Let's say you want to invoke the method YourMethod, allowing it only five seconds to run. You could use TimedOperation to do this, as shown in the following code:

bool timeExpired; object result = TimedOperation.Invoke(TimeSpan.FromSeconds(5), out timeExpired, new SomeDelegate(YourMethod), new object[]{...}); if (timeExpired) Console.WriteLine("Ran out of time."); else Console.WriteLine("Result: {0}", result);

The first parameter is the amount of time for which you want to let the method run. When TimedOperation.Invoke returns, the second parameter, an out Boolean, indicates whether the called method returned on its own accord or due to the thread being aborted when time ran out. The third and fourth parameters are the delegate to be executed and the parameters to be used for this delegate's invocation.

TimedOperation.Invoke first checks to make sure that the parameters are valid, namely that a delegate was supplied and that the amount of time allowed is positive (it wouldn't make much sense to allow the method negative time). The delegate and the parameters are then packaged into an instance of the internal Operation class. This class provides the method that will be run on the temporary thread. The user-supplied delegate can't be used directly as the ThreadStart method for several reasons. First and foremost, doing so would only allow TimedOperation to work with methods that accept no parameters and that return no value. Second, it would be more difficult to rethrow any exceptions thrown from this method to the caller of TimedOperation.Invoke.

With this Operation instance in hand, a new background thread is started with the Operation's Run method. The Run method simply executes the user-supplied delegate within a try block: any exceptions besides ThreadAbortException thrown from the delegate are caught and stored in the Operation instance, along with any value returned by the delegate, if any. After starting the thread, the Invoke method waits for the worker thread to finish processing by using the Thread.Join overload that accepts a timeout. If Thread.Join returns true, it means that the worker thread completed within the time specified. In this case, Invoke rethrows any exceptions that might have been thrown by the delegate, or it returns the value returned by the delegate (any out or ref parameters supplied to the delegate will be accessible to the caller of TimedOperation.Invoke through the parameters argument). If, however, Thread.Join returns false, it means that the worker thread did not complete in the time allotted. As a result, Invoke calls Abort on the thread object and returns null.

This technique is used by the Microsoft® .NET Framework in a couple of places, the most prominent in ASP.NET. ASP.NET implements an execution timeout for all requests, which by default is 90 seconds. The HttpContext for each request, along with the Thread that's processing it, is stored on a list which is periodically culled by a worker thread in the ASP.NET runtime. If a request is found on this queue past its execution timeout, the worker thread cancels the request using Thread.Abort to abort the relevant thread.

STORED DATA
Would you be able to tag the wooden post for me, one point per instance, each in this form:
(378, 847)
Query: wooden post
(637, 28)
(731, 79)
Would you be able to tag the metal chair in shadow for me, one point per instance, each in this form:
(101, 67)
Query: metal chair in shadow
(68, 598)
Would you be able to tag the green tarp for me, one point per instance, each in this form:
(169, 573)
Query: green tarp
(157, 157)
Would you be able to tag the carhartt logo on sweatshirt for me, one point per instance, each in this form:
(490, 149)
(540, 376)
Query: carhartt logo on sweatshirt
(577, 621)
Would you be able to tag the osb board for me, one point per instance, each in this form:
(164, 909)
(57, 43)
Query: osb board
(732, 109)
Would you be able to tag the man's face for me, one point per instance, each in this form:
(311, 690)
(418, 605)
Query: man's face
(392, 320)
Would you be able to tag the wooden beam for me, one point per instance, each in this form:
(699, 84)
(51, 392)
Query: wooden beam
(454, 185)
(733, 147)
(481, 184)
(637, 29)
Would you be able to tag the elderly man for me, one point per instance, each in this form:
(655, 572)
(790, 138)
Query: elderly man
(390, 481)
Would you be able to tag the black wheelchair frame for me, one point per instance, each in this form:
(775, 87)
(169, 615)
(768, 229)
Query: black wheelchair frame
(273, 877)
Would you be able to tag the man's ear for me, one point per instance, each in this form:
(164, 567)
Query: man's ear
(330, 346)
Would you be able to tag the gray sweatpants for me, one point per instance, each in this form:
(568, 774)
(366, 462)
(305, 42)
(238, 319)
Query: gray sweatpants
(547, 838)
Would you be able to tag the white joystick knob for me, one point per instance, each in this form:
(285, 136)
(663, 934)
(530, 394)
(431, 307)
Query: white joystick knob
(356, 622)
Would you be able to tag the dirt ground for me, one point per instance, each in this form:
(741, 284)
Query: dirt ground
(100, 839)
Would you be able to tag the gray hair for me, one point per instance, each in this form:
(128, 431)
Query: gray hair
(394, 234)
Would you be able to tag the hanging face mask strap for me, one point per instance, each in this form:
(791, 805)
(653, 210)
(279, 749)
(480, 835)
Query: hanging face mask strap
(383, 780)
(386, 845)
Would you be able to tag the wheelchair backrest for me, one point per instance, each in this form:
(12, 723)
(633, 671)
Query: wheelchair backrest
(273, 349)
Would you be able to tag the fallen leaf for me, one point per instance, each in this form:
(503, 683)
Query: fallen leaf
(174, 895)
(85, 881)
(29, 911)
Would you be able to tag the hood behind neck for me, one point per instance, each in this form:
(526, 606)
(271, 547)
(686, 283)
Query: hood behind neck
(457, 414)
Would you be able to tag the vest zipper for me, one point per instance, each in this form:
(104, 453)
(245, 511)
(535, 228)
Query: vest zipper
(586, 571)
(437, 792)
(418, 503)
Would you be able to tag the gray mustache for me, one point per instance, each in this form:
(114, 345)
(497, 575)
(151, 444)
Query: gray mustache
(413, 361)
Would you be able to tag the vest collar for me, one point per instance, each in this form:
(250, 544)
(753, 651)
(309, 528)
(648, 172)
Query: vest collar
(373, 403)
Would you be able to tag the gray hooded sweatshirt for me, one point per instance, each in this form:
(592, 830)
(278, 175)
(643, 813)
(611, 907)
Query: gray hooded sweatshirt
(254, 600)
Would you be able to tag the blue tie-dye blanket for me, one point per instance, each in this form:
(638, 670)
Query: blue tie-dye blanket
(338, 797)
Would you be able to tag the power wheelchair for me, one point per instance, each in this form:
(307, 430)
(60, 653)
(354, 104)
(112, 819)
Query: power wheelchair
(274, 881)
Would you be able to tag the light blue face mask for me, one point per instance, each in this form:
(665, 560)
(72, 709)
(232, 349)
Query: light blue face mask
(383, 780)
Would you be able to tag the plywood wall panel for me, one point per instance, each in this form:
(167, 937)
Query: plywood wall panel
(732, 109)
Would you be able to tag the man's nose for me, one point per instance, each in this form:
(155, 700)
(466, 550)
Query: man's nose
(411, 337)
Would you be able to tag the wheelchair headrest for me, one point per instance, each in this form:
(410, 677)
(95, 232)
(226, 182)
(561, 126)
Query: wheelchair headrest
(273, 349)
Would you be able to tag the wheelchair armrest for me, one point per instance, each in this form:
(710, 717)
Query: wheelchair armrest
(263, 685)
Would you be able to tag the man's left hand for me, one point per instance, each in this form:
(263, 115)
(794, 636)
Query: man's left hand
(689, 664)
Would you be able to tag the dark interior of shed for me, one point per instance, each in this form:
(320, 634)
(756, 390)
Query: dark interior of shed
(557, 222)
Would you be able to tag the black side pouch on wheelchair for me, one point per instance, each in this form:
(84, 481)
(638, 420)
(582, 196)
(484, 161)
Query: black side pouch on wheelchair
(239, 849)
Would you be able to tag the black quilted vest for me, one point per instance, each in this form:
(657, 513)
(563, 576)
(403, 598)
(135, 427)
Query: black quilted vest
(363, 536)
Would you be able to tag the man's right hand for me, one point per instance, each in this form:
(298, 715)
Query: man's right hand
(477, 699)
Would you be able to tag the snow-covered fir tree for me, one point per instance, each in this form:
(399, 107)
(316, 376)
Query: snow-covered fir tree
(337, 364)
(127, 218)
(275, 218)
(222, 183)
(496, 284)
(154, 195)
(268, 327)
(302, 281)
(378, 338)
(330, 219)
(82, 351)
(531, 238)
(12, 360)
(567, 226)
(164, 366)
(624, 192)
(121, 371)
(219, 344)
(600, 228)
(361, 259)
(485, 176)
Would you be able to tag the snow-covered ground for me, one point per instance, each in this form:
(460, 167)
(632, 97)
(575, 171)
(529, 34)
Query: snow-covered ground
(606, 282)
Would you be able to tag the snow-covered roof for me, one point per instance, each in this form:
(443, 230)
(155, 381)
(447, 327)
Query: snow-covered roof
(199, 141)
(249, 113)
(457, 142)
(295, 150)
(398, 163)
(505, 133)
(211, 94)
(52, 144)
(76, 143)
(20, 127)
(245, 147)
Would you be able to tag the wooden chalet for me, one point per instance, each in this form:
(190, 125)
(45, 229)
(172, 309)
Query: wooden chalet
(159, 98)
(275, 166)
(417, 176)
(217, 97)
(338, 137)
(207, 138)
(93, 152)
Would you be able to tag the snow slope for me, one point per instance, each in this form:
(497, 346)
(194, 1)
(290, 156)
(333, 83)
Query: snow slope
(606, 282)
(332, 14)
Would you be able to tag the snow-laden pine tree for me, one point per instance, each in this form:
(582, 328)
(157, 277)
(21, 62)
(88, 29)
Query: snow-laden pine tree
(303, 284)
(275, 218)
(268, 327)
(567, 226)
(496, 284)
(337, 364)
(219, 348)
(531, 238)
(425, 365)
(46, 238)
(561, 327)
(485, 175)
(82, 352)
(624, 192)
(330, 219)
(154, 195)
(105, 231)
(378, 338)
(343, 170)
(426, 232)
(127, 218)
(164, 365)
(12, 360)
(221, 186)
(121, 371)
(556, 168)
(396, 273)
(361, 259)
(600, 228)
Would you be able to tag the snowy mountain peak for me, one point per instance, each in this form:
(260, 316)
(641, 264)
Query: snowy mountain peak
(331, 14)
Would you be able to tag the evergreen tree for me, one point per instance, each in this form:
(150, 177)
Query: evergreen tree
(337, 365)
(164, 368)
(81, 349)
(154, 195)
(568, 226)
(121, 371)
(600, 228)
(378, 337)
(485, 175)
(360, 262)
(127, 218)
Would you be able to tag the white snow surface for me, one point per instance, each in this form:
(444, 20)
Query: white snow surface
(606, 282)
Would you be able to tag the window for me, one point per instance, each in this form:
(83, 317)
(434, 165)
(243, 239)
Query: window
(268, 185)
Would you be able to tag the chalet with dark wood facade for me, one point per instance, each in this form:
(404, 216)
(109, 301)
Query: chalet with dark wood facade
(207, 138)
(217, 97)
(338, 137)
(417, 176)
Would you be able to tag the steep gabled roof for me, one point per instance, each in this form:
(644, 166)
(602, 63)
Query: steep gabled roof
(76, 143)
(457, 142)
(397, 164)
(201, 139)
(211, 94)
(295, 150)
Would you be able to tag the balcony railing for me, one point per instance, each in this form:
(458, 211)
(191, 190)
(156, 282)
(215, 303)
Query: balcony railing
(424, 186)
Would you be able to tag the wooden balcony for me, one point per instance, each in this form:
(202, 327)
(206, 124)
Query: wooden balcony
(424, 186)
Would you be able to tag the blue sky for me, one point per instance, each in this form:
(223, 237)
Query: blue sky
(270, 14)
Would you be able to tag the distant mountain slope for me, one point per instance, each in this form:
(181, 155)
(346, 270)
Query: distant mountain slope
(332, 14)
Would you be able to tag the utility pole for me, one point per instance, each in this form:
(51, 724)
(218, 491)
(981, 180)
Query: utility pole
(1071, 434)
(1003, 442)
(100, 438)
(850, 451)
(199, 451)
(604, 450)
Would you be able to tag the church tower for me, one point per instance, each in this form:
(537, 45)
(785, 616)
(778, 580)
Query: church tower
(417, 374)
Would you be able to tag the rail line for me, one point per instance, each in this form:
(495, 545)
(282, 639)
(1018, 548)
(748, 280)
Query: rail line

GIVEN EXERCISE 1
Write out the passage on TimedOperation from "The first parameter" up to and including "this delegate's invocation.".
GIVEN EXERCISE 2
Answer these from the passage on TimedOperation:
(a) What two conditions does TimedOperation.Invoke check when validating its parameters?
(b) What does Invoke return after Thread.Join returns false?
(c) What is the default execution timeout that ASP.NET applies to requests?

FINAL ANSWER 1
The first parameter is the amount of time for which you want to let the method run. When TimedOperation.Invoke returns, the second parameter, an out Boolean, indicates whether the called method returned on its own accord or due to the thread being aborted when time ran out. The third and fourth parameters are the delegate to be executed and the parameters to be used for this delegate's invocation.

FINAL ANSWER 2
(a) That a delegate was supplied and that the amount of time allowed is positive.
(b) It returns null, after calling Abort on the thread object.
(c) 90 seconds.